### What to produce
The entries below contain pictures. Retype everything except those pictures, exactly as given.

### Material supplied
>>>

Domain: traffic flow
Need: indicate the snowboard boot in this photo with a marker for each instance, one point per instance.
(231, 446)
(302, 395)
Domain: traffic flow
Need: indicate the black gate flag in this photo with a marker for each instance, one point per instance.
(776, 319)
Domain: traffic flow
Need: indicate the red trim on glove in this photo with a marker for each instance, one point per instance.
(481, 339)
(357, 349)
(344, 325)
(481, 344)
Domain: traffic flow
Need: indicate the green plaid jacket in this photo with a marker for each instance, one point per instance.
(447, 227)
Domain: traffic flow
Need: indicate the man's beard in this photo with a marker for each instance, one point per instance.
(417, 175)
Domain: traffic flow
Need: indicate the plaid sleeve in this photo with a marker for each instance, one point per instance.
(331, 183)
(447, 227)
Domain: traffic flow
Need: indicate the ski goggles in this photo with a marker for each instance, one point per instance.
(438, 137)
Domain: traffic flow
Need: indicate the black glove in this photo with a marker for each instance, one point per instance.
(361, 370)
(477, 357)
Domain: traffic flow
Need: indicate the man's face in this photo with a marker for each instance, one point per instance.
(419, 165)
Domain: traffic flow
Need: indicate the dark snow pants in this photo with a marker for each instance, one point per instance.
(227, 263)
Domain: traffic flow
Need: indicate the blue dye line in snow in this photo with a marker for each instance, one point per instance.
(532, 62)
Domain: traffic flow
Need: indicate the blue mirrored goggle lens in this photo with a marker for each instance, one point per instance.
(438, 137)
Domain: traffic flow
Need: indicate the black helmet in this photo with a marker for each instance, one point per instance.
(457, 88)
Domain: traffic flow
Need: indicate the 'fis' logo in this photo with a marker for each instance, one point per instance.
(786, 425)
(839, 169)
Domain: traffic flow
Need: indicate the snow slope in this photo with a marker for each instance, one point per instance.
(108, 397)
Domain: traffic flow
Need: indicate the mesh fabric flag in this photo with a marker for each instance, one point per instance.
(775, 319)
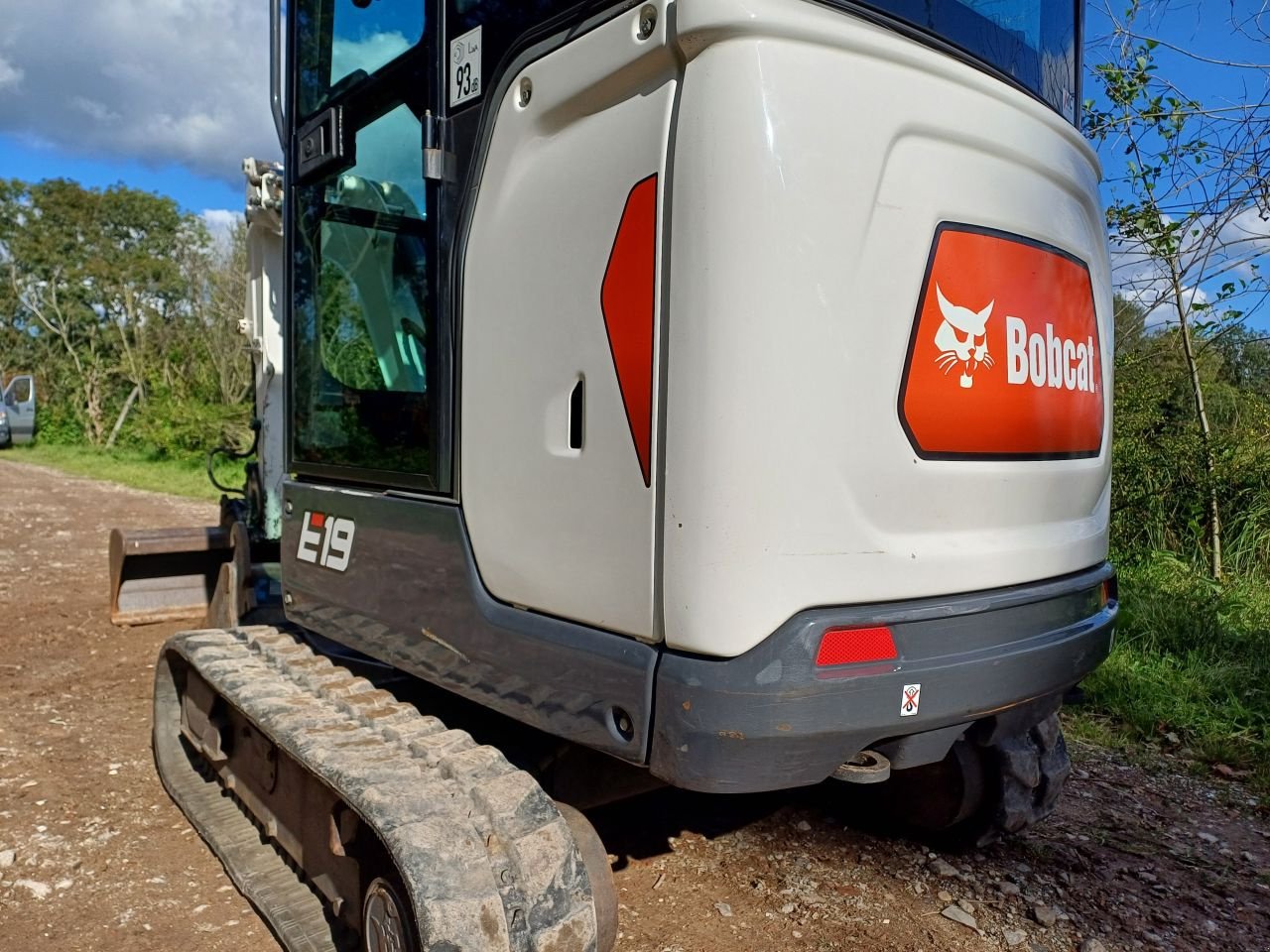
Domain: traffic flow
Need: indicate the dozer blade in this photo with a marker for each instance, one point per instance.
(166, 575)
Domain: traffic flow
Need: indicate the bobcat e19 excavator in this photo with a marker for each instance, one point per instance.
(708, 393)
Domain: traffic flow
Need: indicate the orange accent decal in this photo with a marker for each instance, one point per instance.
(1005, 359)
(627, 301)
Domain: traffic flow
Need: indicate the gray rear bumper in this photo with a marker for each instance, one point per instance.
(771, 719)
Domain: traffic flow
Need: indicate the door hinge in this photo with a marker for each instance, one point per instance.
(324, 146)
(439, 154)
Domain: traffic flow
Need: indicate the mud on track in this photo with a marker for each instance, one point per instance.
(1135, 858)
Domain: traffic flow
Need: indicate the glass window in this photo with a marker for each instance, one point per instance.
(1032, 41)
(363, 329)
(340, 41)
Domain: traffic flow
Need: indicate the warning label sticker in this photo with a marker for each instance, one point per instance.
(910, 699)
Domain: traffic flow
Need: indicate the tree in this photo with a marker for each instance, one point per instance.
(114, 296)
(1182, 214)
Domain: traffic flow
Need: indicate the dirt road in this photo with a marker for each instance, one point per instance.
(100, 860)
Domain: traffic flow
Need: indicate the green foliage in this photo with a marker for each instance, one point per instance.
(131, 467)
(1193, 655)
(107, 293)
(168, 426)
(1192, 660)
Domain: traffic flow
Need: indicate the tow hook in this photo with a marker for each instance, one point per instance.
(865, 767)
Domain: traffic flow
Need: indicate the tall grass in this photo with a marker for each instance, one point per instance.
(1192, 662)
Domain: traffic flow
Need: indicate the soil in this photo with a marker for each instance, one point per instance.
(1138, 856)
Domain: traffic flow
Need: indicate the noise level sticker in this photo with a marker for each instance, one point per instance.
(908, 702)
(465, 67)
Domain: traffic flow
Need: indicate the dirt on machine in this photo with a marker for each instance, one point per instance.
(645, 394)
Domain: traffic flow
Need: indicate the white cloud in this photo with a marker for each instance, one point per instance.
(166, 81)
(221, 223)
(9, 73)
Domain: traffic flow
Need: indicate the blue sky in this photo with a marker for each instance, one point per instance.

<<<

### The response
Domain: traffic flow
Need: indicate the snowboard boot in this photo with a marker for each instance, one point per instance.
(231, 446)
(302, 395)
Domain: traffic flow
Need: indicate the black gate flag in this photo with a marker for each instance, one point per instance.
(776, 319)
Domain: traffic flow
Need: indicate the red trim on glove in this photo with a marker for each instance, one point per instance.
(481, 339)
(357, 349)
(344, 325)
(481, 344)
Domain: traffic flow
Need: indicate the green plaid jacket in this photo with a marker for each instance, one point per instance.
(447, 227)
Domain: traffic flow
Need: indicate the man's beard in this photo with a marker for each instance, one point per instance.
(417, 175)
Domain: traffic flow
Need: indicate the plaid sleeve in this photo with a marker for each instance, one point per instance.
(331, 183)
(447, 227)
Domain: traffic flow
Need: indicate the ski goggles in this photo with a marker for each instance, one point per instance.
(438, 137)
Domain: traffic flow
Need: indicate the black glove in this photo with a marker for each instance, one point per instance.
(361, 370)
(477, 357)
Domain: traffic flow
Need: indicate the man's face in this photo with a marker for each instance, one point per instance.
(419, 165)
Domain: traffic flow
Need: indicate the dark snow pants in this photo with a marker for each instance, one point per instance.
(227, 263)
Domain: traffic flow
Need: indicate the blue dye line in snow in this photo with a marker for each instance, one point per instance.
(532, 62)
Domain: traffic flow
Need: indicate the blue mirrored goggle lens in this photo with a marker for each instance, one point per instance.
(438, 137)
Domain: traffic flow
Need: indicate the black helmet in this photo with a marker for each instance, one point per instance.
(457, 88)
Domain: traffic flow
Need: indicate the 'fis' logo in this photo with a marker for each instance, one point per instance.
(786, 425)
(839, 169)
Domain: traffic flow
Need: indicate the snow slope in this photo with a marker for each instance, one point per instance.
(108, 397)
Domain: traffic flow
Need: indicate the mesh fabric flag in this photo with a marker for each instance, one point per instance.
(775, 319)
Domain: traffic flow
Need: indicate the dozer blade in this photo with a marker for each instance, one point per instance.
(166, 575)
Domain: traffic flow
Need: indicate the bobcat e19 excavator in this photo with a marker for each instance, one point per instance.
(708, 393)
Domain: traffic flow
Need: indicate the orange accent decal in this photo with a marker for each instance, one point per instance.
(1005, 359)
(627, 301)
Domain: traffic flow
Need: indicate the gray rear bumper in this photo with a marker for each instance, one point per instance.
(771, 719)
Domain: traffic flow
Need: indicate the door hinge in this photo with a marker for each instance, one point per instance.
(324, 146)
(439, 154)
Domain: traffic flow
Need: indicate the mud on track in this photo with a marker for each instance, one point per instance.
(1135, 858)
Domain: traffic flow
Need: indicate the glass window in this photo with a marker for each instance, one point per instance.
(1032, 41)
(363, 329)
(340, 41)
Domain: traffic flow
Need: indicate the warning label sticker in this photo with a marker for each instance, one point per instance.
(910, 699)
Domain: traffic flow
Need: indicate the tree in this photo with a marker for each instance, one point per instance.
(114, 296)
(1182, 214)
Domain: traffic flow
Need: indicate the dirt road in this photo with a marker for each instance, one point per instance.
(100, 860)
Domain: traffic flow
Need: indicate the green foliage in this photo with a marker for each instance, one point per instance.
(131, 467)
(1193, 655)
(107, 293)
(168, 426)
(1192, 660)
Domain: traffic flow
Need: indicate the tow hook in this photo with a marker for each instance, one point per instance.
(865, 767)
Domain: traffic flow
Need: indicate the tall grass in this photo with a marker for each instance, one point per instance.
(1192, 662)
Domain: traffic flow
Need: indicate the soil in this photo with a marker for each instance, one point per instance.
(1138, 856)
Domain: traffic flow
Need: indicate the noise level sticker in this photo with a marker for each instance, one point per instance.
(908, 702)
(465, 67)
Domain: traffic flow
Need: indicate the dirt on machine in this photo with a marker for each instance, one point per instance.
(645, 394)
Domain: traffic flow
Need: indicate the white cloud in this photo with a marker for each instance, one point per instance.
(166, 81)
(221, 223)
(9, 73)
Domain: traffic flow
Need: indicate the blue sky in this photo with a marker for each instance, one point per instance.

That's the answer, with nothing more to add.